When you reach the line that has "# a mask with" in the material below, reproduce it and each line after it exactly, through the last one.

───── RECORDED INFORMATION ─────

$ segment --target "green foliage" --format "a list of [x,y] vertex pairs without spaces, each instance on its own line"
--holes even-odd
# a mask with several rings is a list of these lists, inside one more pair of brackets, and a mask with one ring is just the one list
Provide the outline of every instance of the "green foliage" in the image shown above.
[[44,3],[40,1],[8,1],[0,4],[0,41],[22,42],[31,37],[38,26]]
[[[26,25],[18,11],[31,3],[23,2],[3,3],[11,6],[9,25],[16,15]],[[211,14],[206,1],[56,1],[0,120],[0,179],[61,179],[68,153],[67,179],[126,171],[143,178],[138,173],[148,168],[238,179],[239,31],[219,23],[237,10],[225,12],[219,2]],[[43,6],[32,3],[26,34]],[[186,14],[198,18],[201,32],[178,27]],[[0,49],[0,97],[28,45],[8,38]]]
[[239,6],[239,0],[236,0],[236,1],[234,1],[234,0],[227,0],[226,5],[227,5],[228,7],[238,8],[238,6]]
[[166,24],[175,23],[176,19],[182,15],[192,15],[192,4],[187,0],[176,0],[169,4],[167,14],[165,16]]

─────

### SOLUTION TO THIS PROBLEM
# a mask with several rings is a list of these lists, inside one more pair of brackets, and a mask with one ring is just the one list
Provide the outline of every instance of the "green foliage" in the image shown above.
[[44,3],[40,1],[8,1],[0,4],[0,41],[22,42],[31,37],[38,26]]
[[[26,25],[18,11],[31,3],[23,2],[3,3],[11,6],[9,25],[16,15]],[[211,14],[206,1],[56,1],[0,120],[0,179],[61,179],[68,153],[67,179],[126,171],[143,178],[138,173],[148,168],[238,179],[239,31],[219,23],[237,10],[225,12],[219,2]],[[43,6],[32,3],[26,34]],[[186,14],[198,18],[201,32],[178,27]],[[0,49],[0,97],[28,45],[8,38]]]
[[239,6],[239,0],[236,0],[236,1],[234,1],[234,0],[227,0],[226,5],[227,5],[228,7],[238,8],[238,6]]
[[166,24],[175,23],[176,19],[182,15],[192,15],[192,4],[187,0],[176,0],[169,4],[167,14],[165,16]]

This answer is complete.